Melaleuca hamulosa is a plant in the myrtle family, Myrtaceae and is endemic to the south-west of Western Australia. It is a broom-like shrub with many stiff, ascending branches and spikes of white or pale mauve flowers in spring or summer.

== Description ==
Melaleuca hamulosa is dense, bushy shrub or small tree growing to about 4 m, sometimes 7 m high with fibrous or papery bark. Its leaves are arranged alternately around the stem and are more or less pressed against it. The leaves are 3.5-11 mm long and 0.6-1.0 mm wide, linear, almost circular in cross section and have a hooked end.

The flowers are white, pale mauve or pink in spikes of between 30 and 60 individual flowers, the spikes up to 50 mm long and 15 mm in diameter. Flowering occurs between September and February and is followed by fruit which are almost spherical woody capsules 2-3 mm long in clusters up to 50 mm long.

## SOURCE INFORMATION:
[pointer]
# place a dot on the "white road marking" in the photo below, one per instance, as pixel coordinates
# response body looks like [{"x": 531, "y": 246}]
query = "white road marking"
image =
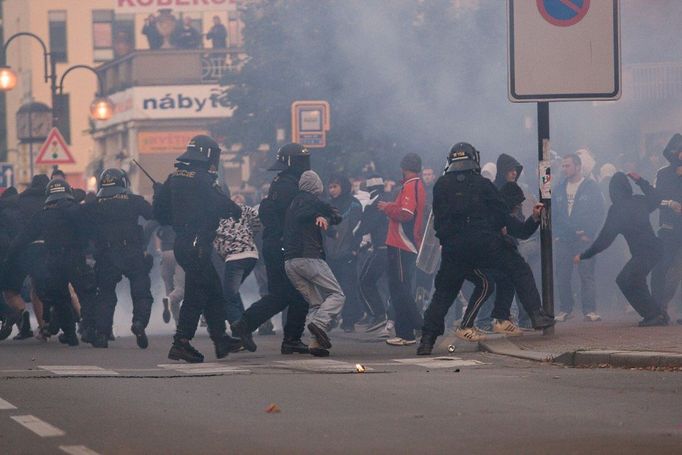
[
  {"x": 78, "y": 450},
  {"x": 321, "y": 365},
  {"x": 39, "y": 427},
  {"x": 204, "y": 368},
  {"x": 439, "y": 362},
  {"x": 6, "y": 405},
  {"x": 78, "y": 370}
]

## DIRECTIONS:
Write the next part of the text on Melaleuca hamulosa, starting after its final sentence. You can leave the entries aside; none of the work relies on them.

## RESULT:
==Taxonomy and naming==
This species was first formally described in 1847 by the Russian botanist Nikolai Turczaninow in Bulletin de la Société Impériale des Naturalistes de Moscou. The specific epithet (hamulosa) is from the Latin word hamus meaning "a hook", "in reference to the recurved apex of the leaves of this species".

==Distribution and habitat==
Melaleuca hamulosa occurs in the Avon Wheatbelt, Coolgardie, Esperance Plains, Geraldton Sandplains, Jarrah Forest, Mallee and Yalgoo biogeographic regions. It grows in sandy soils, usually over clay in winter-wet depressions and swamps in kwongan or shrubland.

==Conservation status==
Melaleuca hamulosa is listed as not threatened by the Government of Western Australia Department of Parks and Wildlife.